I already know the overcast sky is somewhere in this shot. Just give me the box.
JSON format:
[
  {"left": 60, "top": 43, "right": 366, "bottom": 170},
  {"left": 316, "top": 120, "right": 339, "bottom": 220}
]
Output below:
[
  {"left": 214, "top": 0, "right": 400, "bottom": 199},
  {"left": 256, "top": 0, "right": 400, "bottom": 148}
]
============================================================
Work to complete:
Reproduce each item above verbatim, line for line, with no changes.

Reply:
I already know the overcast sky is somewhere in this shot. Just give me the box.
JSON format:
[
  {"left": 60, "top": 43, "right": 366, "bottom": 170},
  {"left": 316, "top": 120, "right": 339, "bottom": 220}
]
Output below:
[
  {"left": 214, "top": 0, "right": 400, "bottom": 199},
  {"left": 256, "top": 0, "right": 400, "bottom": 148}
]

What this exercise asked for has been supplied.